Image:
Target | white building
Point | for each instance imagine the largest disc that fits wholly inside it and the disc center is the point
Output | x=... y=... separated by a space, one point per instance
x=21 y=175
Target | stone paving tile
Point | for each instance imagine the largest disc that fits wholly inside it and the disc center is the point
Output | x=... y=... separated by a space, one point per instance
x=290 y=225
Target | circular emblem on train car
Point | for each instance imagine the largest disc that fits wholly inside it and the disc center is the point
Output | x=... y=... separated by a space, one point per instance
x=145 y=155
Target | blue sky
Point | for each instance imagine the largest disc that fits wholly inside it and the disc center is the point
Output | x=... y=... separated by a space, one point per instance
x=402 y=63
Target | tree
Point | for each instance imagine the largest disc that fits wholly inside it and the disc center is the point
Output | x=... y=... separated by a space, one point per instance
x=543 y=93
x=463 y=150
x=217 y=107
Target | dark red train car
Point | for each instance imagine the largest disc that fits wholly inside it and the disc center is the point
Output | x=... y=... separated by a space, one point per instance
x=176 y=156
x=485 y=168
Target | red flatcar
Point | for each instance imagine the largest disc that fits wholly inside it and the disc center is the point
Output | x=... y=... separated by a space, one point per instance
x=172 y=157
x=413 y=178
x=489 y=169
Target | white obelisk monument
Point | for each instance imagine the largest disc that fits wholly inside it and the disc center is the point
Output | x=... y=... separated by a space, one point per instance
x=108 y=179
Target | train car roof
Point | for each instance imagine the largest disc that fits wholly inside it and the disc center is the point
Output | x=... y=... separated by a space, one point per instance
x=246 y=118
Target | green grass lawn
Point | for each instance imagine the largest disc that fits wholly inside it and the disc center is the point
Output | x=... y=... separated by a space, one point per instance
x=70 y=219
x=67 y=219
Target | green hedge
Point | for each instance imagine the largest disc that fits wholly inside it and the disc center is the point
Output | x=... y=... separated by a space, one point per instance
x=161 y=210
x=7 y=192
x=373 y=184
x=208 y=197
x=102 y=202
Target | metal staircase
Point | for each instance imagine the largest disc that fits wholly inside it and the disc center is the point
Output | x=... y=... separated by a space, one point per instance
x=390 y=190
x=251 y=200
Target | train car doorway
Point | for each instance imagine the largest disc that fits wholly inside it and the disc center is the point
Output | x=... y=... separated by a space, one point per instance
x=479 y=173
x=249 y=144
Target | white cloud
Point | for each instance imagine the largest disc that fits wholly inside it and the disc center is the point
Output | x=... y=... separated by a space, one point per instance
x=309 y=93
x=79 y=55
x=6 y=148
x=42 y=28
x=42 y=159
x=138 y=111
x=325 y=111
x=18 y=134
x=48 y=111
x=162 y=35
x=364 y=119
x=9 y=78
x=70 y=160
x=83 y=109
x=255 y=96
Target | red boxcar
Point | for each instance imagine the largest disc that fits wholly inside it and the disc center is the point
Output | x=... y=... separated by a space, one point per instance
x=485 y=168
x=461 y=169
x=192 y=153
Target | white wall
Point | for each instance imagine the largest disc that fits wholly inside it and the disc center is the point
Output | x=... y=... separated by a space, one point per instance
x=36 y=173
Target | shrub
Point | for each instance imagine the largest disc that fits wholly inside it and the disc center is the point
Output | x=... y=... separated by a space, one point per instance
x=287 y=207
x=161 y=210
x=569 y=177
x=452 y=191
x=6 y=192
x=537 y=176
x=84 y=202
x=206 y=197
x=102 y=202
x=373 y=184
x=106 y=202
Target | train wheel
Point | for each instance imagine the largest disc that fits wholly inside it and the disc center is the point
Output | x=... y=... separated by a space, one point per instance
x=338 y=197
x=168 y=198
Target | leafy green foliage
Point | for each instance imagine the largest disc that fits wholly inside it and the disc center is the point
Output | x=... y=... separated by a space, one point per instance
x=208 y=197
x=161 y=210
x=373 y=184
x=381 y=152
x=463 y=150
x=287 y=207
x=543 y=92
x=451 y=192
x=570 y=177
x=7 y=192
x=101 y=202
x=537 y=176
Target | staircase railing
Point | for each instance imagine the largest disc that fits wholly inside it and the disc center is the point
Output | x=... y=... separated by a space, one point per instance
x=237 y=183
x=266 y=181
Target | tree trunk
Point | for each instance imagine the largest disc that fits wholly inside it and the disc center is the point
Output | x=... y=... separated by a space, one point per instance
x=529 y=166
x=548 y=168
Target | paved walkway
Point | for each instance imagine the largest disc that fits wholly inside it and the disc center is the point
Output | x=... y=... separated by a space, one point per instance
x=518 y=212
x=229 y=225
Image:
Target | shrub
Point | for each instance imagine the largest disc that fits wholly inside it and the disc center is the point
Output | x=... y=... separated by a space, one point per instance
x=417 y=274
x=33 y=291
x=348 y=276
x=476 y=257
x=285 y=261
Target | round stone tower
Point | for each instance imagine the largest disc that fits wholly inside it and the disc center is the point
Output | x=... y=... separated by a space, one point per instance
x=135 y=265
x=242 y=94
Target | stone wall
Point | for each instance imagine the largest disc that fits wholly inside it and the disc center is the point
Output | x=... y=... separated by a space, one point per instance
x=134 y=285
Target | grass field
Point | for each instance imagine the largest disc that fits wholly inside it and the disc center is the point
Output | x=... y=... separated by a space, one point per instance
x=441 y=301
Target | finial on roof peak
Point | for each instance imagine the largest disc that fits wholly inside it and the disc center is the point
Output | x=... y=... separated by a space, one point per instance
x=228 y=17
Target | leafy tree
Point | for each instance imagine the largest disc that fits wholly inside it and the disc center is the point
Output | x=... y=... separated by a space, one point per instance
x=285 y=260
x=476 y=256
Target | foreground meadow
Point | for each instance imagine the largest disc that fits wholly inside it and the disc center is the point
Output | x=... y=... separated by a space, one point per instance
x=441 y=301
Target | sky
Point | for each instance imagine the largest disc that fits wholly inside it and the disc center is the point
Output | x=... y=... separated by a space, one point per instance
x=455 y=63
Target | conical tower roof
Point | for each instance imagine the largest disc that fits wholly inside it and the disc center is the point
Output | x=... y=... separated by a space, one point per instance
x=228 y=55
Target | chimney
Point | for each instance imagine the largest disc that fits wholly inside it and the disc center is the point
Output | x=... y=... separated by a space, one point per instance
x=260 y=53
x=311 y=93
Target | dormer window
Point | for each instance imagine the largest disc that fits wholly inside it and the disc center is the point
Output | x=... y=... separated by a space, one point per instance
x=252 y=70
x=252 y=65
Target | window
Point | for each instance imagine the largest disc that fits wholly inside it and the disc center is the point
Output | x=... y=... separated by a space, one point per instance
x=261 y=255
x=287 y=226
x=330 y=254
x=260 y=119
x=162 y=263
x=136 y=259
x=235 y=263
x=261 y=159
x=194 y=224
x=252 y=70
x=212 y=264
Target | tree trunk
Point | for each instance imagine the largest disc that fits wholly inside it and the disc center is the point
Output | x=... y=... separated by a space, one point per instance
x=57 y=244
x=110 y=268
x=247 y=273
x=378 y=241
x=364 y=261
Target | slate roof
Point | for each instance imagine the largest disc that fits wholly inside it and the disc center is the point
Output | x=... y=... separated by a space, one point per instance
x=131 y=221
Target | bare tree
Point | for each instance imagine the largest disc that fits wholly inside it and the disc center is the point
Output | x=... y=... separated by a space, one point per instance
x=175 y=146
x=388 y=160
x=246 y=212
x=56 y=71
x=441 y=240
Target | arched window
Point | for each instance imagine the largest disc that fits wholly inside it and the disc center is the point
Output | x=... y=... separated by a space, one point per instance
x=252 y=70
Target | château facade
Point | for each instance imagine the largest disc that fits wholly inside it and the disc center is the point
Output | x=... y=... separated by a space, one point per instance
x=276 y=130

---+---

### Task objective:
Set down each record again, exactly as written.

### Answer area:
Image:
Target | white building
Point | for each instance imagine the largest disc that fits wholly inside it and the disc center is the point
Output | x=... y=... separated by a space, one point per instance
x=21 y=175
Target | stone paving tile
Point | for each instance imagine the largest disc that fits wholly inside it and the disc center is the point
Output | x=... y=... separated by a space, one point per instance
x=290 y=225
Target | circular emblem on train car
Point | for each instance imagine the largest disc that fits wholly inside it and the disc center is the point
Output | x=... y=... separated by a space, one point per instance
x=145 y=155
Target | blue sky
Point | for each instance imagine the largest disc that fits wholly inside it and the disc center is the point
Output | x=... y=... separated by a space, one point per instance
x=402 y=63
Target | tree
Point | for each instance imagine the largest disc that fits wholly inside it and the disc center is the point
Output | x=... y=... separated by a space, one point per instance
x=543 y=93
x=463 y=150
x=217 y=107
Target | dark red train car
Point | for each instance imagine the largest disc that fits wholly inside it and the disc center is the point
Output | x=... y=... separated by a space, one point per instance
x=176 y=156
x=485 y=168
Target | red flatcar
Point | for each instance imagine the largest disc that fits wholly inside it and the disc center is the point
Output | x=... y=... separated by a space, one point per instance
x=172 y=157
x=413 y=178
x=489 y=169
Target | white obelisk monument
Point | for each instance imagine the largest disc that fits wholly inside it and the disc center is the point
Output | x=... y=... separated by a space, one point per instance
x=108 y=179
Target | train car roof
Point | for each instance imagine the largest disc that fits wholly inside it and the disc center is the point
Output | x=... y=... separated by a space, one point per instance
x=246 y=118
Target | green grass lawn
Point | for each instance imagine the largest disc that fits wholly inside it and the disc center is the point
Output | x=... y=... separated by a space, one point per instance
x=70 y=219
x=67 y=219
Target | green hedge
Point | for each instance imagine the largest disc that fits wholly inside it and the disc center is the point
Output | x=... y=... separated by a space, one point per instance
x=161 y=210
x=7 y=192
x=373 y=184
x=208 y=197
x=102 y=202
Target | metal staircase
Point | for each instance imagine the largest disc that fits wholly inside it and the disc center is the point
Output | x=... y=... separated by a space, one point per instance
x=390 y=190
x=251 y=200
Target | train car doorway
Point | for each instance imagine the largest disc that fits wholly inside it and the disc center is the point
Output | x=... y=... separated by a space, one point per instance
x=479 y=173
x=249 y=144
Target | white cloud
Point | for each instance imagine the largest disc that fits wholly inside it and the disc center is the point
Output | x=... y=... separated by a space, one point per instance
x=309 y=93
x=79 y=55
x=6 y=148
x=42 y=28
x=42 y=159
x=138 y=111
x=325 y=111
x=18 y=134
x=48 y=111
x=162 y=35
x=364 y=119
x=9 y=78
x=70 y=160
x=83 y=109
x=255 y=96
Target | red boxcar
Point | for each instance imagine the largest disc that fits wholly inside it and the disc center is the point
Output | x=... y=... separated by a space, one point per instance
x=485 y=168
x=461 y=169
x=192 y=153
Target | white wall
Point | for each instance imagine the largest disc that fits wholly inside it and the disc center is the point
Output | x=... y=... separated by a space, one point per instance
x=36 y=173
Target | shrub
Point | for each instance imagine the largest disc that fits wholly inside it and the disc center is the point
Output | x=... y=... separated by a space, one point per instance
x=287 y=207
x=161 y=210
x=569 y=177
x=452 y=191
x=6 y=192
x=537 y=176
x=84 y=202
x=206 y=197
x=102 y=202
x=373 y=184
x=106 y=202
Target | train wheel
Point | for each instance imagine the largest disc that fits wholly inside it and the disc center is the point
Output | x=... y=... separated by a space, one point per instance
x=338 y=197
x=168 y=198
Target | leafy green foliage
Point | for each instance imagine the largest disc that fits wholly inside it and the disc center is the point
Output | x=... y=... separated by a space, one point per instance
x=208 y=197
x=161 y=210
x=373 y=184
x=381 y=152
x=463 y=150
x=287 y=207
x=543 y=92
x=451 y=192
x=570 y=177
x=7 y=192
x=101 y=202
x=537 y=176
Target | staircase railing
Point | for each instance imagine the largest disc that fits wholly inside it and the disc center is the point
Output | x=... y=... separated by a space, one point per instance
x=237 y=183
x=266 y=181
Target | tree trunk
Point | for each instance imagine the largest disc that fits wholly inside it and the disc center is the point
Output | x=... y=... separated by a space, one point per instance
x=529 y=166
x=548 y=168
Target | paved walkway
Point | for each instance imagine the largest disc that fits wholly inside it and the disc center is the point
Output | x=... y=... separated by a space, one point per instance
x=518 y=212
x=229 y=225
Image:
Target | shrub
Point | for each instance imagine the largest disc that fits wholly inside it and the disc center is the point
Output | x=... y=... separated by a space, one point per instance
x=417 y=274
x=33 y=291
x=348 y=276
x=476 y=257
x=285 y=261
Target | round stone tower
Point | for each instance imagine the largest disc that fits wholly inside it and the disc center is the point
Output | x=... y=... separated by a space, one point per instance
x=135 y=265
x=242 y=94
Target | stone wall
Point | for each instance imagine the largest disc that fits wholly inside it and the disc center is the point
Output | x=... y=... separated by a space, one point per instance
x=134 y=285
Target | grass field
Point | for each instance imagine the largest disc that fits wholly inside it and the disc center is the point
Output | x=... y=... separated by a space, one point per instance
x=441 y=301
Target | finial on roof peak
Point | for each instance imagine the largest disc that fits wholly inside it and the disc center is the point
Output | x=... y=... separated by a space, one point per instance
x=228 y=17
Target | leafy tree
Point | for each instance imagine the largest disc that fits wholly inside it and the disc center is the point
Output | x=... y=... separated by a space, one point per instance
x=285 y=260
x=476 y=256
Target | foreground meadow
Point | for each instance imagine the largest disc that fits wholly inside it and the disc center is the point
Output | x=... y=... separated by a space, one point per instance
x=441 y=301
Target | sky
Point | for each instance imagine the largest disc that fits wholly inside it and the disc center is the point
Output | x=... y=... separated by a space, one point per instance
x=455 y=63
Target | conical tower roof
Point | for each instance imagine the largest disc that fits wholly inside it and the disc center is the point
Output | x=... y=... separated by a space, one point per instance
x=228 y=55
Target | chimney
Point | for each instance imagine the largest disc that fits wholly inside it and the disc center is the point
Output | x=... y=... separated by a space, one point per instance
x=260 y=53
x=311 y=93
Target | dormer window
Point | for each instance imagine the largest disc that fits wholly inside it and the disc center is the point
Output | x=... y=... separated by a space, one point per instance
x=252 y=70
x=252 y=65
Target | window
Point | for each instance imagine the largest disc that fits wholly inside it and the disc center is the point
Output | x=... y=... separated by a space, one point per instance
x=261 y=255
x=287 y=226
x=330 y=254
x=260 y=119
x=162 y=263
x=136 y=259
x=235 y=263
x=261 y=159
x=194 y=224
x=252 y=70
x=212 y=264
Target | tree trunk
Point | for each instance imagine the largest disc that fits wholly inside it and the disc center is the point
Output | x=... y=... separated by a space, one point per instance
x=57 y=244
x=110 y=268
x=247 y=273
x=378 y=241
x=364 y=261
Target | slate roof
Point | for each instance imagine the largest disc that fits wholly inside it and the disc center is the point
Output | x=... y=... separated by a space, one point per instance
x=131 y=221
Target | bare tree
Point | for each instance imagine the largest disc that fits wholly inside it and the disc center is the point
Output | x=... y=... separated by a space, one point per instance
x=175 y=146
x=388 y=160
x=246 y=212
x=56 y=71
x=441 y=240
Target | arched window
Point | for each instance imagine the largest disc that fits wholly inside it and the disc center is the point
Output | x=... y=... separated by a space, one point per instance
x=252 y=70
Target | château facade
Point | for each instance imagine the largest disc that fits wholly inside it and the disc center is the point
Output | x=... y=... separated by a space, one point per instance
x=276 y=130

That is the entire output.